**Description of the task:** When a line below contains the string "positive", show that line.

(Provided entries Opens)

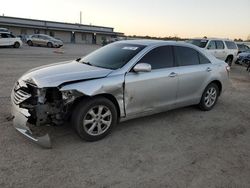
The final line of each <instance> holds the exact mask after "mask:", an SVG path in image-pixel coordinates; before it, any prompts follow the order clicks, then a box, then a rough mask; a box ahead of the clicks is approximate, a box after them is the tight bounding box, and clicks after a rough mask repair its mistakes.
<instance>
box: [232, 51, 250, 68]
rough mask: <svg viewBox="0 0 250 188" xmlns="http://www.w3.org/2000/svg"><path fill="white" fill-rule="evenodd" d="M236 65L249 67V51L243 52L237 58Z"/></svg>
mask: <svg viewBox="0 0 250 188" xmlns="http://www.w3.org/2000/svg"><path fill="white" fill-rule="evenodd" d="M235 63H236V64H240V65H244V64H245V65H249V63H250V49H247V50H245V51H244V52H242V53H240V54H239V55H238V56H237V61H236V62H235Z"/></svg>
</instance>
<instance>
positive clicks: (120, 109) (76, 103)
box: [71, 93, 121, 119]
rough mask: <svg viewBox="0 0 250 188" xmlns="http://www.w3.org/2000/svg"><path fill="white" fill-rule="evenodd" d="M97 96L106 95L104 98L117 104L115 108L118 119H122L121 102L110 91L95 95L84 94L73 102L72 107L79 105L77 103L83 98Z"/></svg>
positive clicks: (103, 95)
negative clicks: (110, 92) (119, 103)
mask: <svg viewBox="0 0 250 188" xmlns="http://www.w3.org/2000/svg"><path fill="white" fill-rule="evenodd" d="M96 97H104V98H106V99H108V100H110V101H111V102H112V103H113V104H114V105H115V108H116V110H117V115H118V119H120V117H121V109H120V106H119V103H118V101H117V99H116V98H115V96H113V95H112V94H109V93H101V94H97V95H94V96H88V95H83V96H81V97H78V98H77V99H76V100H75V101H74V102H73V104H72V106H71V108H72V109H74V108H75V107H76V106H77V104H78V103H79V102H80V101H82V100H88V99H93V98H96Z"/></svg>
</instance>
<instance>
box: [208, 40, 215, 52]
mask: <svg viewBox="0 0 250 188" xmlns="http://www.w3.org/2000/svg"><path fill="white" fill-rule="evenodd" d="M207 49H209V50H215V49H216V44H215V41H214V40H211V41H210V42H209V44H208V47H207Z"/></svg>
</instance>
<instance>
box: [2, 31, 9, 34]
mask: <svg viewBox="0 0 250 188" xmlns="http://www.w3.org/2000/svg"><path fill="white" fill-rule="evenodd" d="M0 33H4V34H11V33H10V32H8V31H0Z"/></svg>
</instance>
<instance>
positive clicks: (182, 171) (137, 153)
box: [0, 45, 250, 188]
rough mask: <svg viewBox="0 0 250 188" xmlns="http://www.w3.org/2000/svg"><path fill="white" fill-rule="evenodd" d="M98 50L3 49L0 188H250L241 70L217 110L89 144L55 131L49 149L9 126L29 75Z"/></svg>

(Provided entries Closes)
(Provided entries Opens)

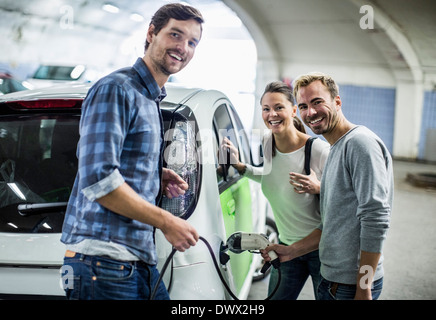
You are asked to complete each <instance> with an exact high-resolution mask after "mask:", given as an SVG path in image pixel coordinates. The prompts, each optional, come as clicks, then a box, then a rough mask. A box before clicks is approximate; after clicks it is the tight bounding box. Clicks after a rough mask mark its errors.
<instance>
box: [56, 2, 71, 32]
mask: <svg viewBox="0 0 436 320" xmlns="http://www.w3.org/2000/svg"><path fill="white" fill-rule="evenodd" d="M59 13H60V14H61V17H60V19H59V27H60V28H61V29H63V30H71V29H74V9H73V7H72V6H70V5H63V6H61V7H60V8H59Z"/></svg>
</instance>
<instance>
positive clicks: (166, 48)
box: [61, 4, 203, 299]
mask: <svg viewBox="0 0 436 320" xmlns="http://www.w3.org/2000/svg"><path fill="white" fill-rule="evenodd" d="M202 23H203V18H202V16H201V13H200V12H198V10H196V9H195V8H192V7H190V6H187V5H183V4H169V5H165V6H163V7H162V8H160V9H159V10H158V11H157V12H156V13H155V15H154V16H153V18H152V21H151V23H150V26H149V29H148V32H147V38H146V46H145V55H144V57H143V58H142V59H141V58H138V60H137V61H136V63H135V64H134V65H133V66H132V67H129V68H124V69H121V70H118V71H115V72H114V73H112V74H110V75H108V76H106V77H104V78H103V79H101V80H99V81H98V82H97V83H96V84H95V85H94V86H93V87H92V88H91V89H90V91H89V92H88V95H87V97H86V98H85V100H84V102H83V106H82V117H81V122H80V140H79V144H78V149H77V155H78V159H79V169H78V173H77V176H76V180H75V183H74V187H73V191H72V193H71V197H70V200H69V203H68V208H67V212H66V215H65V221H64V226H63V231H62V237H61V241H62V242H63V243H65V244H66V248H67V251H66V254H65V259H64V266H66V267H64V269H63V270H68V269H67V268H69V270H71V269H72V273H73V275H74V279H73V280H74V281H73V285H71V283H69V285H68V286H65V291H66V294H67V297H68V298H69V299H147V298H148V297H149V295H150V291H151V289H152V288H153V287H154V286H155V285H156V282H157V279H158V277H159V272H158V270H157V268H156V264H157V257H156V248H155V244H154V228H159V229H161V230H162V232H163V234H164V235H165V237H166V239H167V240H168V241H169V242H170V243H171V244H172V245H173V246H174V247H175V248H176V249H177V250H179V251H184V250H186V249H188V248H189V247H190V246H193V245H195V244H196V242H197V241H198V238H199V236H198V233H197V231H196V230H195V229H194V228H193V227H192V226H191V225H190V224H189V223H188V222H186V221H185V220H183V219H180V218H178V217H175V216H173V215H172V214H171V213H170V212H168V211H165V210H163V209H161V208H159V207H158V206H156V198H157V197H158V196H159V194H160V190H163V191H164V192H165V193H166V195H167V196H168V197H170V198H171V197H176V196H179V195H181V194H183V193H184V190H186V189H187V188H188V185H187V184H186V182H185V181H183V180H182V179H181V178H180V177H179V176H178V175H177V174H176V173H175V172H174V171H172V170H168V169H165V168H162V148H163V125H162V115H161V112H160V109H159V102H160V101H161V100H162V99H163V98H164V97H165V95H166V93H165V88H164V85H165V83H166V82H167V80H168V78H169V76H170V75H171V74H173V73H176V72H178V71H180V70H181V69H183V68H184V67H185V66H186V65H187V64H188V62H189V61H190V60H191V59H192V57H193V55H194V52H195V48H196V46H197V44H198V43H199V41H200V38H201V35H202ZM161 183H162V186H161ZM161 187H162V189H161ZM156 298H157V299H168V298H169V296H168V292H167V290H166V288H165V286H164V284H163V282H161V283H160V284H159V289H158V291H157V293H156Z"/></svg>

(Provided entries Closes)

**Problem solution:**
positive clicks: (120, 109) (76, 103)
positive clicks: (103, 95)
positive clicks: (182, 171) (137, 153)
positive clicks: (166, 48)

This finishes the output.